▸ Enunciado 1
Reproduce sin cambios las filas desde la línea que contiene "of the carved" hasta la última fila, ambas incluidas.

▸ Texto presentado
──────────────────────────────

La poesía es un territorio y un campo de intensidades donde se refleja la dinámica interna y externa del poeta como ser en la cultura. Pero la cultura tiene también muchos focos, niveles y lenguajes de visión particulares. En el espacio de las expresiones poéticas actuales, los poetas constituyen sus mundos interiorizados por aquella soledad, rebelión metafísica y movilidades imaginarias muchas veces abiertas a todo recuerdo y a toda intuición-intención fundante del poema.

La poesía es aquel lenguaje de resonancias y fulgores donde los días y las noches se agolpan en un tiempo convulso de cuerpos y mentiras; de verdades que inundan la presencia sentiente y final del nombre; pulso que sostiene toda una historia individual permanente en la memoria colectiva y en la lengua secreta de los poetas itinerantes. Para comprender la obra poética de Ramón Arturo Jaar y Pérez () en el orden deseante del poema es necesario también entrar desde la lengua a su registro lírico y muchas veces místico.

En su caso, llegará el momento en que la historia de la poesía será la historia de los poetas y sus intensidades vitales, expresadas mediante la letra escrita y la huella del cuerpo vencido, narrado y descubierto por la voz intimada del sentido. Más universal será la poesía dominicana entonces, cuando los ejes nouménicos creen sus tonos y tiempos en el cuerpo-sentido del poema. En este enmarque el rescate será el proceso necesario para que la poesía de Ramón Arturo Jaar y Pérez dialogue desde su potencia lírica y sea conocida en su verdadera  dimensión de forma y lenguaje.

──────────────────────────────

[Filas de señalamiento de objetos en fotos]
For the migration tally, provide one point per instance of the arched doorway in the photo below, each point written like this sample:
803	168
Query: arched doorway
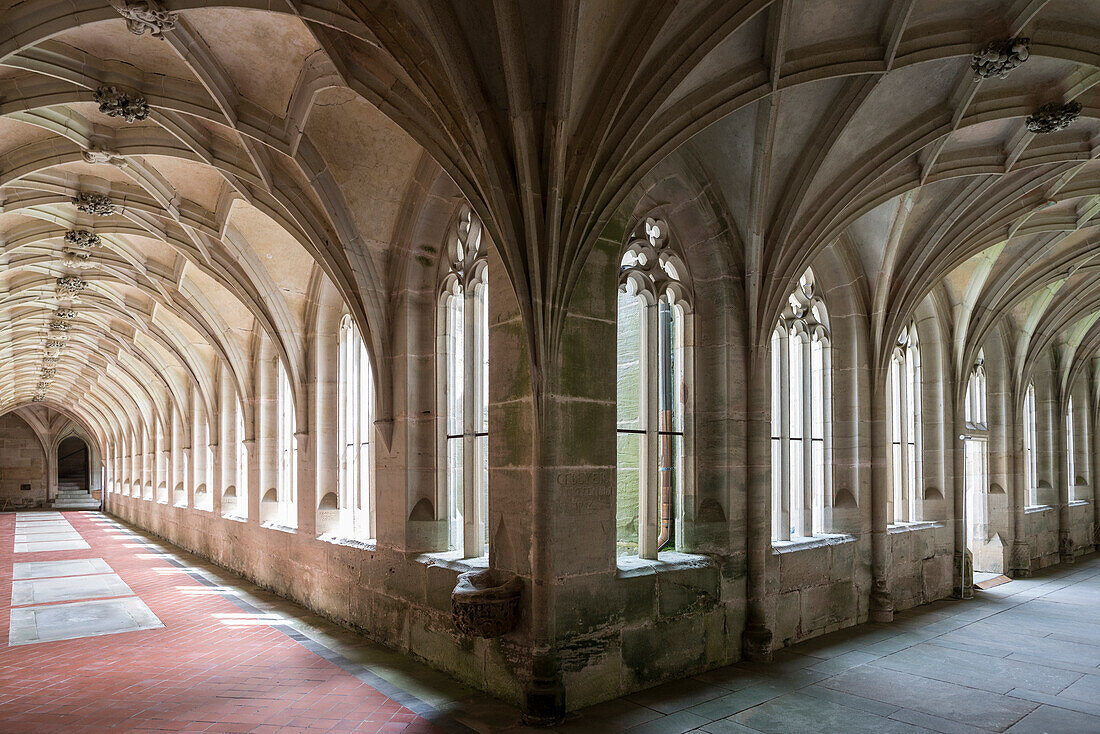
73	467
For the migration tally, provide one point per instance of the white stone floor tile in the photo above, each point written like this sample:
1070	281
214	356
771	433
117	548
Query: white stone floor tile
55	545
47	569
43	624
44	591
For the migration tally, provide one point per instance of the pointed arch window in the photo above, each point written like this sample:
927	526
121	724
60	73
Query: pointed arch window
1031	441
463	398
356	433
240	507
653	369
287	452
904	391
801	414
1070	447
975	408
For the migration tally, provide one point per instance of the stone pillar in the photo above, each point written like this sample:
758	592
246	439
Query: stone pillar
1020	558
306	485
1060	457
963	563
325	418
252	496
410	511
1093	408
757	638
266	435
881	604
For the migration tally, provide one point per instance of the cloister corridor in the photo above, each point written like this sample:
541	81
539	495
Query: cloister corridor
217	654
567	365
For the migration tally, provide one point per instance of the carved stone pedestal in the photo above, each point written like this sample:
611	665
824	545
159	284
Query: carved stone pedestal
485	603
963	588
756	644
1020	562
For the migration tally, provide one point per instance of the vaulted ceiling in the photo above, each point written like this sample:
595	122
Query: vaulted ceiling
294	144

──────────────────────────────

▸ Enunciado 2
Prosigue el texto sobre la poesía de Ramón Arturo Jaar y Pérez a partir de su última oración.

▸ Respuesta 1
For the migration tally, provide one point per instance of the carved stone pedestal in the photo above, each point written like this sample:
611	665
824	545
159	284
Query: carved stone pedestal
485	603
963	588
756	644
1020	562
For the migration tally, provide one point per instance of the vaulted ceiling in the photo above, each point written like this sample:
595	122
Query: vaulted ceiling
294	144

▸ Respuesta 2
Ramón Arturo Jaar y Pérez (1937-1991) fue en su tiempo ontológico el poeta de la desesperanza y del amor. Ambas nociones, sin embargo contradictorias, impulsan una finalidad que conjuga la tensión vida/muerte; conocimiento/apariencia; mundo interno/mundo externo. Estas correspondencias producen un campo de legibilidad situado en la penumbra en que su vida atildó queriendo unificar su universo, su propio lugar en el planeta, en fin, su propia mitología de sombras y visiones, de fulgores en una noche que desde sus comienzos parecía eterna, infinita en sus caídas y estremecimientos.

Y es que la poesía de RAJP es un canto de rebelión propio de las ausencias, del irrenunciable amor que muchas veces, como en su caso, pronuncia la eternidad de un topos sensible y milenario en el movimiento de la poesía. Su compromiso en este sentido fue el hechizo, la ausencia de un cuerpo desaparecido y lejano a sus deseos. Su aspiración jamás sería realizada, pues siempre aspiró al amor negado, impedido, solitario, y como todo romántico, místico y rebelde, aceptó las contradicciones que agotan al existente en su derrumbe interior, en la palabra que marcó su territorio, su lengua y su mundo de perplejidades y fantasías.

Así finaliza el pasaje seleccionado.